Required work.
Once you find the line containing "x=424, y=103", output it and every line after it to the end of the records, exactly.

Photo-based referring expression data
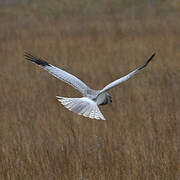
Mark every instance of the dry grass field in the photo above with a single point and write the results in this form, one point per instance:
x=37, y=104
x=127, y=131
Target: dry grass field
x=40, y=139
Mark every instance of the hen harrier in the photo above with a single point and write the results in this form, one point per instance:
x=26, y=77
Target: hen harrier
x=88, y=104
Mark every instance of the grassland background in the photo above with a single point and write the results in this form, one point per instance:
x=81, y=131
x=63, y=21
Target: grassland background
x=98, y=41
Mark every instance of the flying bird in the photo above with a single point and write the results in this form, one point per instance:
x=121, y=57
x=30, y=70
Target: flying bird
x=88, y=104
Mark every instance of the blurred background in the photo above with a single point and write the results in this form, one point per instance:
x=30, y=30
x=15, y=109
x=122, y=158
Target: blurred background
x=98, y=41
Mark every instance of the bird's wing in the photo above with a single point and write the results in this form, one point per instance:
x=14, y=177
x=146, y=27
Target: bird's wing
x=82, y=106
x=59, y=73
x=124, y=78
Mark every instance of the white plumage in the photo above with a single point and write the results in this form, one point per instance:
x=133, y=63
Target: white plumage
x=88, y=104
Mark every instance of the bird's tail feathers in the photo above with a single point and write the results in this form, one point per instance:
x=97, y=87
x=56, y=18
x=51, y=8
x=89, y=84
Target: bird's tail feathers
x=82, y=106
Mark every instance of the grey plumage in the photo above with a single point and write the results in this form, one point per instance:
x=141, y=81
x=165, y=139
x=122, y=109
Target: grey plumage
x=88, y=104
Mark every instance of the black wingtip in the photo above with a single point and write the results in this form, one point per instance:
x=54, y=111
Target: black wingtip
x=34, y=59
x=147, y=62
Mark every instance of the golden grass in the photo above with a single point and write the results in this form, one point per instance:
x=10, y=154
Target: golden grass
x=40, y=139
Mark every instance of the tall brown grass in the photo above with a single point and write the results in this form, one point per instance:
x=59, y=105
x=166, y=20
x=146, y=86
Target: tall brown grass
x=40, y=139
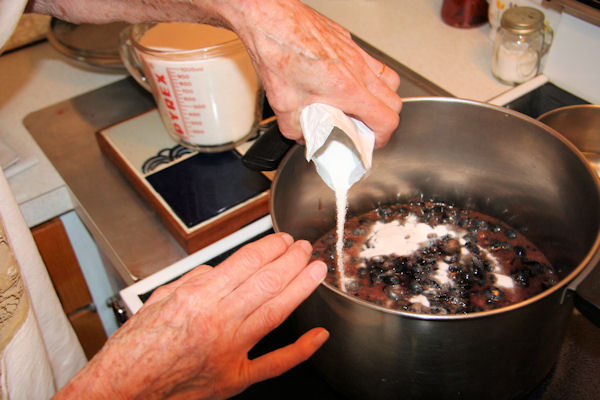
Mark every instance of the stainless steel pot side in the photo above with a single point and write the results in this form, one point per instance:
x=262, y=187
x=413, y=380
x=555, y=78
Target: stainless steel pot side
x=476, y=156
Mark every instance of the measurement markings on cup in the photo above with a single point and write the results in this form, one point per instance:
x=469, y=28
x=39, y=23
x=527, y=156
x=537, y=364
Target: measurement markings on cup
x=186, y=100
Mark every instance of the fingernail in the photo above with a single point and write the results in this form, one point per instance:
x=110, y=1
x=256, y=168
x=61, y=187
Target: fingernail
x=321, y=337
x=287, y=238
x=305, y=245
x=318, y=270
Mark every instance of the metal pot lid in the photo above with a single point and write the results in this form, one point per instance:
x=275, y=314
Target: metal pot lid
x=95, y=45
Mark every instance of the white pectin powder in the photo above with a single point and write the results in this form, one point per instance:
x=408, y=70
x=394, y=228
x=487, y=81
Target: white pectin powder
x=341, y=148
x=334, y=161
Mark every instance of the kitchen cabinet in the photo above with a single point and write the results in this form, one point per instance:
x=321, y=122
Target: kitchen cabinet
x=70, y=285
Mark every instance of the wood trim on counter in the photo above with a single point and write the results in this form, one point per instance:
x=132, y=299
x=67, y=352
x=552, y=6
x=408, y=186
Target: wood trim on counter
x=70, y=285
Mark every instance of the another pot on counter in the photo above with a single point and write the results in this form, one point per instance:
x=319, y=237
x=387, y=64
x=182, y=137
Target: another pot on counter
x=476, y=156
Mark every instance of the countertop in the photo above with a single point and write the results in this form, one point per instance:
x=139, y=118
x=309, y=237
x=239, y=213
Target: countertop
x=411, y=32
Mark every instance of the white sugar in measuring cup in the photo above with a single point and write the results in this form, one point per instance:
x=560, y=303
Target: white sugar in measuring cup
x=208, y=94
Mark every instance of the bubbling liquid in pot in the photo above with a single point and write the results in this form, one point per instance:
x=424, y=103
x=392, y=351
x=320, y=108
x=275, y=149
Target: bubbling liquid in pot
x=435, y=258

Task result.
x=424, y=103
x=392, y=351
x=320, y=108
x=275, y=149
Target: bubbling liquid in pot
x=435, y=258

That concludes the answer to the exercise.